Records from a collection:
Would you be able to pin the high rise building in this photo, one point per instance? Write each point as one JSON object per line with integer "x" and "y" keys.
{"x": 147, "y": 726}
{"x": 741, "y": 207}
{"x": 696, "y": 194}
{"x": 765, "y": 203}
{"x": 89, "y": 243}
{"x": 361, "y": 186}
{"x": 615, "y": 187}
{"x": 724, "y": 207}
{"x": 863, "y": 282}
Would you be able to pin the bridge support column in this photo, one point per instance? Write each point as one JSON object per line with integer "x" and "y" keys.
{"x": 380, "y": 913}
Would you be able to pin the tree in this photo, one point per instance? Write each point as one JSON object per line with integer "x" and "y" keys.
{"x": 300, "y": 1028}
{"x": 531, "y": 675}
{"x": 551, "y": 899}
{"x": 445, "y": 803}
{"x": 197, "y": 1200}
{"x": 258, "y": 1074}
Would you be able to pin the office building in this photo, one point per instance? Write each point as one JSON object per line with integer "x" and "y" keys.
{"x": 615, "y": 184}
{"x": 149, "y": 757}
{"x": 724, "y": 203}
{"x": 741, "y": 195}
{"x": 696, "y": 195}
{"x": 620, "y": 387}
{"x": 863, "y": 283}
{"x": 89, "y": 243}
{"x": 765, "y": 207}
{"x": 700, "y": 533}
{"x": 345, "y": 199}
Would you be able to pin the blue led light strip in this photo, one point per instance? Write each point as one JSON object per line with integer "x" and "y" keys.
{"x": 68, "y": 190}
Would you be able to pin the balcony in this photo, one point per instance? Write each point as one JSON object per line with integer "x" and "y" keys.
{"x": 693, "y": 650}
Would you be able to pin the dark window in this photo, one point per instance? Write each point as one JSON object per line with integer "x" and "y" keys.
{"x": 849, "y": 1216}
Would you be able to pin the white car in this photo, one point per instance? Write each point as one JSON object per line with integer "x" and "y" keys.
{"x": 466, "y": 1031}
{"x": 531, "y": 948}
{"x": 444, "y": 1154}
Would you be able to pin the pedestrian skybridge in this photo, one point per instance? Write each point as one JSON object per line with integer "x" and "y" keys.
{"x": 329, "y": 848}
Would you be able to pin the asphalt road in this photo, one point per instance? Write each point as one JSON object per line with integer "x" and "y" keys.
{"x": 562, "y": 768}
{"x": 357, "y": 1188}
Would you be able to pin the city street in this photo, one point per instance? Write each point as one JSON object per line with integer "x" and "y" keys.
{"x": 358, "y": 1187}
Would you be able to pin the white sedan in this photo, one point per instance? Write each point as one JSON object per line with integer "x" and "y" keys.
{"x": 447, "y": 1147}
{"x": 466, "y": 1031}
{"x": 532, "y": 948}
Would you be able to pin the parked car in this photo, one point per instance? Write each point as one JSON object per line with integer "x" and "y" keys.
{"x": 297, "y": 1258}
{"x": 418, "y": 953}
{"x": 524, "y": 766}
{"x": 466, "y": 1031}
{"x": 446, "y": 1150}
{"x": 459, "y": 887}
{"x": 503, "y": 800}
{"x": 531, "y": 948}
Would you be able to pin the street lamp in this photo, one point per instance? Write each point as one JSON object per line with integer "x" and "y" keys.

* **Problem**: All of the data above should be output exactly.

* **Result for this task**:
Would you be able to pin the high rise building in this photo, one point per instance? Write each point as one JSON object per line with integer "x" and "y" keys.
{"x": 147, "y": 726}
{"x": 741, "y": 207}
{"x": 696, "y": 194}
{"x": 765, "y": 203}
{"x": 89, "y": 243}
{"x": 361, "y": 186}
{"x": 615, "y": 187}
{"x": 724, "y": 207}
{"x": 863, "y": 282}
Would you be able to pin the bridge support column in this photo, one point per instance? Write each point as one JSON object per line with integer "x" and "y" keys.
{"x": 380, "y": 913}
Would you be able to pin the tree in this photo, one point per instance? Write each point as one JSON object per line with integer "x" and "y" keys.
{"x": 300, "y": 1028}
{"x": 531, "y": 675}
{"x": 551, "y": 899}
{"x": 445, "y": 803}
{"x": 197, "y": 1200}
{"x": 258, "y": 1074}
Would you be able to pin the office building in this photo, one point per instance? Write each point as one JSON object per line with integer "x" and "y" keys.
{"x": 615, "y": 184}
{"x": 149, "y": 757}
{"x": 724, "y": 203}
{"x": 741, "y": 195}
{"x": 696, "y": 195}
{"x": 620, "y": 387}
{"x": 863, "y": 283}
{"x": 89, "y": 243}
{"x": 765, "y": 207}
{"x": 700, "y": 533}
{"x": 345, "y": 199}
Would you be able to pin the blue led light strip in this photo, one point per instance? Write each point as one JSON object per line with integer "x" and "y" keys.
{"x": 68, "y": 190}
Would you be able to pin the balcony in this photo, one point per instance? Write each point as one JSON object per line with integer "x" and "y" keys.
{"x": 693, "y": 650}
Would you be able to pin the dark window in this photo, one point per instance? Write each point as one JSON object per line with integer "x" and "y" keys.
{"x": 849, "y": 1216}
Would you be able to pin the white car in this photo, one point per instance? Write each point as one JSON object per line with integer "x" and "y" keys.
{"x": 466, "y": 1031}
{"x": 531, "y": 948}
{"x": 444, "y": 1154}
Would you be able to pin the pedestrian skybridge in this photo, one point per instance? Write each point as one JSON object per line with integer "x" and "y" keys.
{"x": 329, "y": 848}
Would you be able to pin the asphalt road in this photo, one point per instance? Write each point as one JSON object per line with integer "x" and "y" keys.
{"x": 562, "y": 768}
{"x": 357, "y": 1188}
Would you be able to pin the city street in this photo, one point per instance? Write each point as one JSON object per line with integer "x" and "y" keys.
{"x": 358, "y": 1187}
Would you be able to pin the white sedan in this photo, one point per instance? Write each point as one JSON object per line with integer "x" and "y" keys.
{"x": 447, "y": 1147}
{"x": 466, "y": 1031}
{"x": 532, "y": 948}
Would you be able to pin the parked car in this photo, one point per instance? Write each point as one JSON object per line with integer "x" and "y" keys.
{"x": 297, "y": 1258}
{"x": 418, "y": 953}
{"x": 524, "y": 766}
{"x": 466, "y": 1031}
{"x": 446, "y": 1150}
{"x": 459, "y": 887}
{"x": 503, "y": 800}
{"x": 531, "y": 948}
Would you be able to pin the street lamp in this photo, one point per instance? Write each point as one JSON object per line with integer "x" and "y" keys.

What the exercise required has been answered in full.